* _Material provided_:
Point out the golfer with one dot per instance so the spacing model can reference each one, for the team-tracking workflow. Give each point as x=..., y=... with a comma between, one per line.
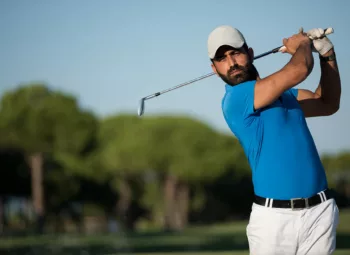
x=293, y=211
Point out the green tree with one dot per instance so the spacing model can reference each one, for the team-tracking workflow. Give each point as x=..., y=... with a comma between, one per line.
x=46, y=124
x=185, y=152
x=122, y=158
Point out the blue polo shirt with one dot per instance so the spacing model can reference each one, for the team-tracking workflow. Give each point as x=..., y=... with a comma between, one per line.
x=281, y=152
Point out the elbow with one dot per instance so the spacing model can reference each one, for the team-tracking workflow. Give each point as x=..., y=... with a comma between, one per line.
x=331, y=109
x=302, y=71
x=334, y=109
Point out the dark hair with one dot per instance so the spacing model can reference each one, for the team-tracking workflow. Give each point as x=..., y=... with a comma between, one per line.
x=244, y=46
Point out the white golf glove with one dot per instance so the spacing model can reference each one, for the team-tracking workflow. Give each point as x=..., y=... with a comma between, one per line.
x=320, y=45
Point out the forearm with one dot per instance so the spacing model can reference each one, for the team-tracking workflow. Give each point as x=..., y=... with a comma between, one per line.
x=302, y=62
x=329, y=88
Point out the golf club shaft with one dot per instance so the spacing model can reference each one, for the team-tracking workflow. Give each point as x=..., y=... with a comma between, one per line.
x=327, y=32
x=203, y=76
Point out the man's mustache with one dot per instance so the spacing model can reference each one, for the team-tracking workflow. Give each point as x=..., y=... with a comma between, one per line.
x=235, y=68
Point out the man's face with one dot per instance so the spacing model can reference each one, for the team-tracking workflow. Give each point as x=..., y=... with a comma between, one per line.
x=234, y=66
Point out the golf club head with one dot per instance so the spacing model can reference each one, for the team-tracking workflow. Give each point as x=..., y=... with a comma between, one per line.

* _Work to be completed_: Print the whole listing exactly, please, and keep any images out of it.

* _Response to the exercise_:
Point out the golfer with one dot per instance so the spacing model can reference each one, for the team-tracking workflow. Give each point as x=..., y=... with a comma between, one per line.
x=293, y=211
Point out the green tree with one dot per instance so the spacing model can reference each one, for the team-tracking workflow. Give each point as x=..., y=... with a comma between, one per line.
x=46, y=124
x=185, y=152
x=122, y=158
Point out the blue polo shirt with one dot per instance so the spacing model can reference each one, for the team-tracking workflow. Give each point as x=..., y=... with a comma between, one per line.
x=281, y=152
Point out the elbow with one dot per instance so the spacing model can reference each one, for the team-tracking workflow. Give each point as x=..., y=... with a comma between, one per line.
x=331, y=109
x=302, y=71
x=334, y=109
Point out the dark hair with one dot per instance so the spacing model can reference each one, for the team-tracking workflow. Give each point as x=..., y=... with a comma between, one per line.
x=244, y=46
Point out the white golf glove with one dot per instance so the spacing model can reference each one, for the team-tracking workflow. Give each point as x=..., y=... with a comma between, one per line.
x=320, y=45
Point out the forearm with one dot per instance so the spacing model can reference each one, for the team-tracking workflow. Give each point as x=..., y=... with a comma between, one per line.
x=302, y=62
x=329, y=88
Point out the golf club shaft with one dot per instance so the spacing model can reference each one, for the team-tracking workflow. Give each point as x=..., y=... with a comma between, one per line.
x=327, y=32
x=203, y=76
Point out the man's mustache with one dot per instance so the spacing model can reference each one, for the team-tracking workflow. Give each point as x=..., y=... with a comma between, one per line.
x=235, y=68
Point out the man's face with one dot per instance so the spacing model can reference each one, for the team-tracking workflow. Give each point as x=..., y=... with a comma between, one per line.
x=234, y=66
Point out the golf club head with one dot per instance so the spacing model can reference each one, for the team-tracking workflow. Give each point as x=..., y=... with a comma between, one per line.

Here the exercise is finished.